* _TASK PROMPT_: What you return must match the listing exactly, with every image removed.

* _DATA SECTION_:
━━━━━━━━━━━━━━━━
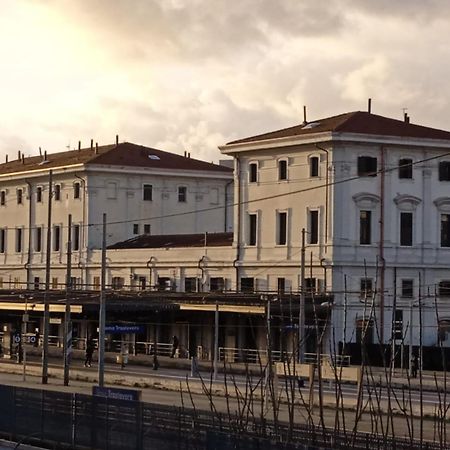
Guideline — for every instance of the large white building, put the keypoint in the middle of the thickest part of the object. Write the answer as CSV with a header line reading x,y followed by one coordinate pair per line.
x,y
141,190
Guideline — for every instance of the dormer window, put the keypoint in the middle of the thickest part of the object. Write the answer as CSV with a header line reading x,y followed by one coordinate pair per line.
x,y
76,190
282,169
367,166
314,166
253,172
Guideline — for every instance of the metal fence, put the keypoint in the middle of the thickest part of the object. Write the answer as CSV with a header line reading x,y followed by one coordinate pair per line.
x,y
65,420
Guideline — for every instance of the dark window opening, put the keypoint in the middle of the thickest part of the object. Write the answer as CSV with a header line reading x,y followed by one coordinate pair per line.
x,y
444,171
314,166
444,288
282,169
252,219
405,168
366,289
217,284
282,228
367,166
406,229
147,194
253,172
407,288
190,284
445,230
365,237
314,227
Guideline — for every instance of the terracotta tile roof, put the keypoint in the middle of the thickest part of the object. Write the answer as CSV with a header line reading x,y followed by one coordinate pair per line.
x,y
123,154
355,122
176,240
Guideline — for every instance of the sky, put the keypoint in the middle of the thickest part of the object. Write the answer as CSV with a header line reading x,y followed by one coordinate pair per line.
x,y
190,75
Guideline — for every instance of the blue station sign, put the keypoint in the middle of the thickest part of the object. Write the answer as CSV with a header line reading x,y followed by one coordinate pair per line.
x,y
124,329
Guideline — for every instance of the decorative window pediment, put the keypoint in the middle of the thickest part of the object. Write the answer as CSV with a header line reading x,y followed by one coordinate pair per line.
x,y
443,204
365,200
406,202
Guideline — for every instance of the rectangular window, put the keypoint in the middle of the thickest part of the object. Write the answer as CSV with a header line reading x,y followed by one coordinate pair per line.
x,y
405,168
147,192
252,228
406,229
57,193
217,284
313,227
282,228
182,194
444,171
247,284
314,166
76,237
281,285
56,238
407,288
2,240
366,289
38,239
19,238
282,169
310,285
445,230
190,284
76,190
365,219
253,172
444,288
367,166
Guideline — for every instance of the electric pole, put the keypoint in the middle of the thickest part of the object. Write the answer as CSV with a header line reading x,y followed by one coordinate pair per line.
x,y
47,282
102,313
67,319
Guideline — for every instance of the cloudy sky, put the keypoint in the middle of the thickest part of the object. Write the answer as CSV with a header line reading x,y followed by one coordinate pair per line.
x,y
194,74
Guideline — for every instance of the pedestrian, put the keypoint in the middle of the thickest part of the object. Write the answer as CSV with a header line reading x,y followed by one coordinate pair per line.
x,y
175,343
90,347
414,364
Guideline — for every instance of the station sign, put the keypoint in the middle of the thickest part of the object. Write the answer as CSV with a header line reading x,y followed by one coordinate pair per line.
x,y
124,329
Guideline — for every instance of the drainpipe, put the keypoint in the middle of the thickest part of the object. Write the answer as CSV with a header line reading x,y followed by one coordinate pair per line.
x,y
326,192
381,244
226,206
238,231
30,209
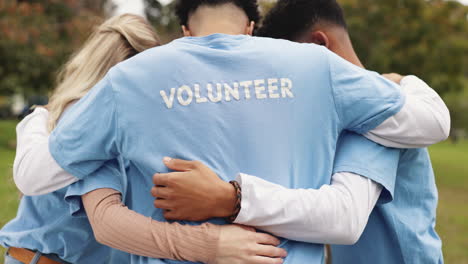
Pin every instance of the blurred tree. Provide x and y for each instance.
(164, 19)
(37, 36)
(428, 38)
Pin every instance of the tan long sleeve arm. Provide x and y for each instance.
(117, 226)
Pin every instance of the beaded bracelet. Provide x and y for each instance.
(237, 207)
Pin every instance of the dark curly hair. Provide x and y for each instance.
(184, 8)
(288, 19)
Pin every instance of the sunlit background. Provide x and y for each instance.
(428, 38)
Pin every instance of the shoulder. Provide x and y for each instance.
(38, 117)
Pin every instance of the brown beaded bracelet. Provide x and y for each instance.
(237, 207)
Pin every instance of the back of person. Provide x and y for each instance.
(238, 103)
(402, 231)
(254, 132)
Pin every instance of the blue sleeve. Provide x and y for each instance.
(86, 135)
(363, 99)
(361, 156)
(108, 176)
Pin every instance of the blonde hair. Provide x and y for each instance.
(116, 40)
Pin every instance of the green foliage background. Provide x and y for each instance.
(428, 38)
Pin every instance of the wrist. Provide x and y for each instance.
(226, 200)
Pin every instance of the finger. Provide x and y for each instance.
━━━━━━━━━━━━━━━━
* _RESULT OF THIS TASK_:
Guideline — for every instance of the large white building, put the keypoint in the middle of the thickest part of the object. Write the answer as CSV with a header line reading x,y followed by one coordinate pair per line.
x,y
141,190
Guideline — for every instance of the dormer window, put the keypoint in the middle of the thickest part of the object. Write the answer as CSV with a header line reading x,y followed by one coordinate pair per line.
x,y
76,190
282,169
367,166
314,166
253,172
Guideline — for every instance of the metal fence, put the keypoint in the middle of the thickest part of the object. Write the answer as CSV with a header line reading x,y followed by one coordinate pair per line.
x,y
65,420
Guideline — for every instance of the dark window opening, put the keypoint in the middle of the thickest part of the object. Write the answer as CSV with a header line reading x,y followed by one coordinate pair per line.
x,y
444,171
314,166
444,288
282,169
252,219
405,168
366,289
217,284
282,228
367,166
406,229
147,194
253,172
407,288
190,284
445,230
365,237
314,227
Guideline — for every instance of the terracotta tile roof, put the keypoint in the middle of the thickest part of the object. Write the answer as CSV with a header line reading x,y followed by one coordinate pair per line.
x,y
123,154
355,122
176,240
Guideline — for every instance of the sky, put the keypoint in the middle of the thickest part of the object. Write the answer as CSV with a header line reading x,y followed by one coordinate pair per line.
x,y
190,75
Guideline — for every instance of the blue station sign, put the keypoint in the middle of the thickest part of the object. Write the answer as CSV with a header line reading x,y followed by one coordinate pair per line.
x,y
124,329
Guideline — for every instance of the decorative window pediment, put the keypoint in the middle of the thickest part of the object. Write the answer as CSV with a header line reading x,y followed by one coordinate pair per line.
x,y
443,204
365,200
406,202
Guideline — for every instance of the rectangular window, put the keypoint in the middle of the thickest part of the object. Write the answer as CSV with a header line reading x,y followed by one coordinate pair per line.
x,y
405,168
147,192
252,228
406,229
57,193
217,284
313,227
282,228
182,194
444,171
247,284
314,166
76,237
281,285
56,238
407,288
2,240
366,289
38,239
19,238
282,169
310,285
445,230
190,284
76,190
365,219
253,172
444,288
367,166
Guideline — for every instance of the electric pole, put the keypoint in the middle of the thickest part of the object. Write the answer as CSV with a header line reading x,y followed by one coordinate pair per line.
x,y
47,282
102,313
67,319
Guideline — for every instance of the cloudy sky, put the keypoint in the middle of the thickest part of the object. Write the answer as CSV with a header line reading x,y followed by one coordinate pair per line.
x,y
194,74
Guideline — for every instance of the pedestrian, put the keypoint in the middle of the thickest part of the object. Write the answer as CSV with a header line reading x,y followed by one coordinate pair per line.
x,y
175,343
90,347
414,364
Guideline — for every instance of the station sign, put the keypoint in the middle of the thickest part of the object. Write the answer as CSV with a header line reading x,y followed by one coordinate pair per line.
x,y
124,329
Guideline — for every instance of the drainpipe, put the keypoint in the middle of the thickest part of the object. Write the answer as CSV with a header line reading x,y followed by one coordinate pair per line.
x,y
326,192
381,244
226,206
238,231
30,209
Pin every instance of the blurred tree. Provide x and y for each instance.
(164, 19)
(37, 36)
(428, 38)
Pin every instance of the tan long sleeve arm. Provide x and y for each instance.
(117, 226)
Pin every instance of the beaded bracelet. Provide x and y for each instance.
(237, 207)
Pin every instance of the dark curly hair. Provide x and y for each instance.
(184, 8)
(288, 19)
Pin every instance of the sunlit background. Provide x and y for each instance.
(428, 38)
Pin every instance of the shoulder. Provide x and y for each instance.
(38, 117)
Pin every instance of the brown beaded bracelet. Provide x and y for each instance.
(237, 207)
Pin every instance of the back of person. Provide x and y for each instance.
(238, 103)
(402, 231)
(254, 132)
Pin every instance of the blue sleeve. Provide x and y for each instance.
(86, 135)
(363, 99)
(361, 156)
(108, 176)
Pin every instance of the blonde hair. Provide x and y for each instance.
(116, 40)
Pin every instance of the green foliage background. Provide x and y for each instance.
(428, 38)
Pin every instance of the wrist. Provide x and y for each instance.
(226, 200)
Pin every instance of the finger. Provide x and y for each instance.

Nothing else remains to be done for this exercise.